BEGIN Data to process
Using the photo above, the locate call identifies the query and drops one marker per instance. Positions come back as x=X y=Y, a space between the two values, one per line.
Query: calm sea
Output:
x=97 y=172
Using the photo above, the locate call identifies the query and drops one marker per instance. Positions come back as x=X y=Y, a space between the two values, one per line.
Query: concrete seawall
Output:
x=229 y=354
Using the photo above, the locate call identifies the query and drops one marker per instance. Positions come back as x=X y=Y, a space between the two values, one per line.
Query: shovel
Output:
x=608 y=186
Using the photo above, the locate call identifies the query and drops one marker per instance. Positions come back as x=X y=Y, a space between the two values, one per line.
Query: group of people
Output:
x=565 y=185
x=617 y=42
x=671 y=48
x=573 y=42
END Data to process
**Work order**
The answer is every entry, repeated word for word.

**Output of the exercise**
Using the photo above, the locate call identifies the query and drops one marker per instance. Positions come back as x=X y=Y, a space between the two values, one per line.
Query: calm sea
Output:
x=97 y=172
Using the photo above, the locate call identifies the query and drops one marker per instance. Positions come back as x=X y=Y, a space between the two values, one per line.
Query: concrete seawall
Output:
x=229 y=354
Using the photo above, the locate call identifies the query and drops one marker per instance. Positions come back as x=X y=Y, a space between the two values, one per line.
Query: shovel
Output:
x=608 y=186
Using the photo above, the locate call identifies the query and drops one marker per instance. Positions come back as x=X y=Y, a space between the two values, one per line.
Query: group of people
Output:
x=565 y=185
x=617 y=42
x=671 y=48
x=573 y=42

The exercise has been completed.